-- Start of Input rows --

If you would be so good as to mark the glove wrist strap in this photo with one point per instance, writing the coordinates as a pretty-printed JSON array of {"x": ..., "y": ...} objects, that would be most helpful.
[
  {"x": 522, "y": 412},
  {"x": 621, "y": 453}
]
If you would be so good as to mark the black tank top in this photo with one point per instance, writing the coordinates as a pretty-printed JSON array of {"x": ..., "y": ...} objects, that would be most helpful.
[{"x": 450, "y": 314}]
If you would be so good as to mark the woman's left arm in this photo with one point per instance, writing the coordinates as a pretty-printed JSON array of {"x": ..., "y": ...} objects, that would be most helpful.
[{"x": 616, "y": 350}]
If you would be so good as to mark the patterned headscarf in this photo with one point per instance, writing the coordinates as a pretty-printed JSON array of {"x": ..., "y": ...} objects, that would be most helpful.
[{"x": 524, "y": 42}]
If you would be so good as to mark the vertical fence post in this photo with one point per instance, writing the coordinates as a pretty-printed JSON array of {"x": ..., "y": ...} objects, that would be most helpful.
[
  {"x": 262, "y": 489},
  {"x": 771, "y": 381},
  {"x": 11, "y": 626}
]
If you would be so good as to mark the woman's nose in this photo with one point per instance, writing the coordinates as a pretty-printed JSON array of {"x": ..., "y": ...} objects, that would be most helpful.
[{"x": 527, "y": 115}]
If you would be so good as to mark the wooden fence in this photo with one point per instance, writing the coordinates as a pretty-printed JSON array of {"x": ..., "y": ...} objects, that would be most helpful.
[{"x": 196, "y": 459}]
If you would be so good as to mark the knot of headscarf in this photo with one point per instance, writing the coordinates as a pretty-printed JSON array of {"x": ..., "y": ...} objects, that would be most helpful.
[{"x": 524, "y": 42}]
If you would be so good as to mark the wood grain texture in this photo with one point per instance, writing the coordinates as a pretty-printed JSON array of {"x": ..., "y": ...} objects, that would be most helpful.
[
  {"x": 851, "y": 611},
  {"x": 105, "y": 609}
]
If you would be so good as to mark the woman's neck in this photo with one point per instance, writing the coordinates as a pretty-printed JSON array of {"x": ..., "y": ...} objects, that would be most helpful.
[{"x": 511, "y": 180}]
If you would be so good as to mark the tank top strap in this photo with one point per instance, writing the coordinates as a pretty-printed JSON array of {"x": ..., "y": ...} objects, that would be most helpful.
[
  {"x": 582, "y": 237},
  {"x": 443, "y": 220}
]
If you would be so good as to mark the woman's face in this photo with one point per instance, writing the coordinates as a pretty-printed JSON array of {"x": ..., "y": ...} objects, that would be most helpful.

-- End of Input rows --

→ **Task prompt**
Output all of the material exactly as written.

→ **Solution below**
If you would be so good as to mark the glove wrist strap in this photo with one point per instance, writing the coordinates as a pretty-printed JSON array of {"x": ..., "y": ...} objects, that would be most helpful.
[
  {"x": 522, "y": 412},
  {"x": 621, "y": 453}
]
If you would be so good as to mark the black tank top in this photo with one point per instance, writing the coordinates as a pretty-printed JSON array of {"x": ..., "y": ...} objects, that would be most helpful.
[{"x": 450, "y": 314}]
If you would be so good as to mark the woman's left arm in this photo with one point per instance, writing the coordinates as a pretty-printed JSON array of {"x": ..., "y": ...} objects, that would be most helpful.
[{"x": 616, "y": 350}]
If you would be so good as to mark the patterned headscarf in this photo with one point per instance, writing the coordinates as a pretty-printed JSON array of {"x": ..., "y": ...} objects, that would be most helpful.
[{"x": 524, "y": 42}]
If you would be so good as to mark the vertical fence post in this photo with one point per instance, writing the coordinates as a pretty-printed JSON array of {"x": ..., "y": ...} objects, that would be most helpful.
[
  {"x": 262, "y": 489},
  {"x": 771, "y": 381},
  {"x": 11, "y": 626}
]
If you would be so good as to mark the woman's nose in this photo with one point per instance, writing the coordinates as a pretty-printed JSON array of {"x": ..., "y": ...} objects, that would be most helpful.
[{"x": 527, "y": 115}]
If you would be so good as to mark the wooden fence in this photo with one point per instance, writing the coordinates as a pretty-printed JSON array of {"x": ..., "y": ...} objects, that would be most helpful.
[{"x": 196, "y": 459}]
If you would be so good as to mark the knot of headscarf in this photo with one point per instance, writing the coordinates as a pretty-printed JSON array of {"x": ..., "y": ...} objects, that would be most helpful.
[{"x": 524, "y": 42}]
If you would be so good as to mark the wood grain texture in this photo with one point per instance, writing the coordinates as a pretty-printed JSON array of {"x": ..., "y": ...} objects, that would be most helpful.
[
  {"x": 851, "y": 611},
  {"x": 105, "y": 609}
]
If you would be so good as to mark the woman's neck in this photo with one point per instance, writing the coordinates as a pretty-printed JSON array of {"x": ..., "y": ...} objects, that would be most helpful.
[{"x": 511, "y": 180}]
If you would be so good as to mark the tank top strap in this photo with one point per instance, writing the coordinates as a pretty-printed JSON array of {"x": ..., "y": ...} objects, that would be most helpful.
[
  {"x": 582, "y": 237},
  {"x": 443, "y": 220}
]
If you would be so good as to mark the woman's face in this photo with one point per instance, writing the coordinates as a pretty-printed JSON array of {"x": ..., "y": ...} objects, that would be most helpful.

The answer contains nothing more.